Recorded data
=======

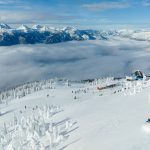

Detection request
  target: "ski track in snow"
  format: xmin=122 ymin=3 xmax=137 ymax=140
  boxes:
xmin=0 ymin=78 xmax=150 ymax=150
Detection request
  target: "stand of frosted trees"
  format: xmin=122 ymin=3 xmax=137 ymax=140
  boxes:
xmin=0 ymin=105 xmax=73 ymax=150
xmin=0 ymin=79 xmax=59 ymax=104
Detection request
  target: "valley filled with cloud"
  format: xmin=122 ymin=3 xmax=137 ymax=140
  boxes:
xmin=0 ymin=37 xmax=150 ymax=88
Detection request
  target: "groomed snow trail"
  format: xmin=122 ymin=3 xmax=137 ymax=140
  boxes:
xmin=0 ymin=78 xmax=150 ymax=150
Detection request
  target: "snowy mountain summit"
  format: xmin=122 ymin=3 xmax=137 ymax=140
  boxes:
xmin=0 ymin=77 xmax=150 ymax=150
xmin=0 ymin=24 xmax=114 ymax=46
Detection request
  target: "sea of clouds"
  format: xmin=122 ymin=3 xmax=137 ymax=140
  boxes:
xmin=0 ymin=38 xmax=150 ymax=89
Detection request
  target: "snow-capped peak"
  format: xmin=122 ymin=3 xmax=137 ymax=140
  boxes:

=======

*Written exercise*.
Please rename "target" to "object" throughout the rows and give them again with nothing else changed. Leave the pictures out.

*Answer*.
Detection request
  object: "ski track in snow"
  format: xmin=122 ymin=3 xmax=137 ymax=140
  boxes:
xmin=0 ymin=78 xmax=150 ymax=150
Detection request
  object: "stand of frosted trees"
  format: xmin=122 ymin=3 xmax=137 ymax=140
  boxes:
xmin=0 ymin=105 xmax=73 ymax=150
xmin=0 ymin=79 xmax=59 ymax=104
Detection request
  object: "valley filled with cloud"
  format: xmin=122 ymin=3 xmax=137 ymax=140
  boxes:
xmin=0 ymin=37 xmax=150 ymax=88
Detection request
  object: "groomed snow trail"
  format: xmin=122 ymin=3 xmax=137 ymax=140
  boxes:
xmin=0 ymin=78 xmax=150 ymax=150
Detection request
  object: "snowy mountain summit"
  format: xmin=122 ymin=3 xmax=137 ymax=140
  boxes:
xmin=0 ymin=77 xmax=150 ymax=150
xmin=0 ymin=24 xmax=114 ymax=46
Detection request
  object: "sea of clouds"
  format: xmin=122 ymin=3 xmax=137 ymax=140
  boxes:
xmin=0 ymin=38 xmax=150 ymax=89
Detection request
  object: "snow-capped peak"
  format: xmin=122 ymin=3 xmax=137 ymax=140
  boxes:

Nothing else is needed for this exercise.